◆ **Assignment 1**
In the piece on mental health versus mental illness, what example shows that something can be normal without being good?
◆ **Assignment 2**
Resume the piece on mental health versus mental illness after its final sentence.

◆ **Extract to read**
+ + + + +
Mental Health vs Mental Illness

by | May 24, 2018 | Uncategorized | 0 comments

With the welcome increase in mental health awareness,  we have now more opportunity to talk more openly about a subject that will affect all of us at one time or another in our lives. However, sometimes I still feel that there is some stigma attached to mental health issues.  I wonder whether people are put off by the words Mental Health because often those words are associated with “mental illness” instead.   My take on the subject is that when people are suffering from excessive stress, anxiety, depression, even things like OCD, etc.,  they are not mentally ill. Their brains/minds are working differently than they would be in the absence of those conditions. Nonetheless,  they are functioning in a normal way in response to the circumstances that have created the problem.

 

Often, when people come to see me, they express their fear that they are not normal, that they feel they cannot cope or manage the same as other people can. Therefore there must be something wrong with them. They must be in some way not normal.  I then point out to them the crucial distinction between normal and good. Normal does not mean the same as good.  If you hit your thumb with a hammer, it is perfectly normal to have a lot of pain. It is not desirable, but it is normal.  Of course, some people may have a biological condition or brain deterioration disease such as Alzheimer’s, but in most cases, the difficulties are brought by the consequences of life events which have impacted on the mind.
+ + + + +
Saved data entries
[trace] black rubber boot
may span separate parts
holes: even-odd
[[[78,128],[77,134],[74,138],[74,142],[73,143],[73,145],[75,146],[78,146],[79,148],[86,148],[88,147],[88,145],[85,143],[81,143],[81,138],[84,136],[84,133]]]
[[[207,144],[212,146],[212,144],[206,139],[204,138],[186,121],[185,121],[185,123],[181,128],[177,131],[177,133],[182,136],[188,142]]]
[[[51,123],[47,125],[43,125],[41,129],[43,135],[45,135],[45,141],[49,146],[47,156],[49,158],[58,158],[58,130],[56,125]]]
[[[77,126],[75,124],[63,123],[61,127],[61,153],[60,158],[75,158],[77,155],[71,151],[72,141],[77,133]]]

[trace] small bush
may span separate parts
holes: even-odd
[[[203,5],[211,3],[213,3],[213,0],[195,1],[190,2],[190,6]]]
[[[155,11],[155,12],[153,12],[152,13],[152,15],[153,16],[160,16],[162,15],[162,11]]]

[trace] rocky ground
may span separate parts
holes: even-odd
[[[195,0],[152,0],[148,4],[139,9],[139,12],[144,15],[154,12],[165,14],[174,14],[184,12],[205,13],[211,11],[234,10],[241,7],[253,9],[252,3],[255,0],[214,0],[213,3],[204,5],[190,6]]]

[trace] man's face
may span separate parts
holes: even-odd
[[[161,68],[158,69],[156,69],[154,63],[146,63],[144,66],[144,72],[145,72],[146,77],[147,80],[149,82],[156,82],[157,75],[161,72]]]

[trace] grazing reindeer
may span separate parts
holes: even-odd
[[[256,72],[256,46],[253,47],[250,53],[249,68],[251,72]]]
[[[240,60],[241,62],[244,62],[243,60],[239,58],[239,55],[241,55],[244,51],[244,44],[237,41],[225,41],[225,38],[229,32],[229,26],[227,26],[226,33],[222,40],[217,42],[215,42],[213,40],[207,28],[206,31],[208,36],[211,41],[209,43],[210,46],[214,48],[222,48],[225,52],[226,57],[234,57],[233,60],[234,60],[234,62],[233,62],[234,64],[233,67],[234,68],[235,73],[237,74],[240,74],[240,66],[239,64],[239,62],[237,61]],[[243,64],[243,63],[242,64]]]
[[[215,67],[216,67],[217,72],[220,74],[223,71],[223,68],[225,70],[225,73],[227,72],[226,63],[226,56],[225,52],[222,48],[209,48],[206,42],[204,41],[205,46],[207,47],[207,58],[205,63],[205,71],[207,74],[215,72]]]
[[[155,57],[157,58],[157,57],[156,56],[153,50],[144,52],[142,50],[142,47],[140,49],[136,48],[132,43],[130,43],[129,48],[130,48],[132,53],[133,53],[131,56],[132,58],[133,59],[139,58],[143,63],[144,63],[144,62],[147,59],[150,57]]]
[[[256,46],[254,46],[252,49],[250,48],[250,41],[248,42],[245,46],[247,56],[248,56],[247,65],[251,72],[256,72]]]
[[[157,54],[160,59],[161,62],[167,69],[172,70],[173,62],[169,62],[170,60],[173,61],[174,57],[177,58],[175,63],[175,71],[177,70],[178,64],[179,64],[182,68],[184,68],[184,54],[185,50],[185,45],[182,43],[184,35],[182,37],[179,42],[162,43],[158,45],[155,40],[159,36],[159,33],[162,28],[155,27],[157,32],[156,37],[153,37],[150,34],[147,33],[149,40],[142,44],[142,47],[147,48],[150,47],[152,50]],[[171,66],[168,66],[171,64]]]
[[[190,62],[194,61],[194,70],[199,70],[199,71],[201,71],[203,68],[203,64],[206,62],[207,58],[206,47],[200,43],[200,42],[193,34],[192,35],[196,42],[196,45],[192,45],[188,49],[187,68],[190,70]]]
+ + + + +
◆ **Output 1**
Hitting your thumb with a hammer: the pain is not desirable, but it is normal.

◆ **Output 2**
Most people tend to end up in the mental state they are in for an understandable, if not desirable, reason.  Usually, what happens is that when we analyse together what has happened to them that has caused the mental distress, they can see that their reactions are perfectly normal reaction given the events.   The good news is that the brain has an amazing ability to recover,  to rewire. Therefore the adverse effects are not permanent, and the person can return to their usual healthy mental state providing they get the right support.

It is time to leave the stigma behind because after all the brain is an organ, like any other organ, only more complicated. Therefore, if there is no stigma attached to cardiac health or renal health, why should it be attached to mental health?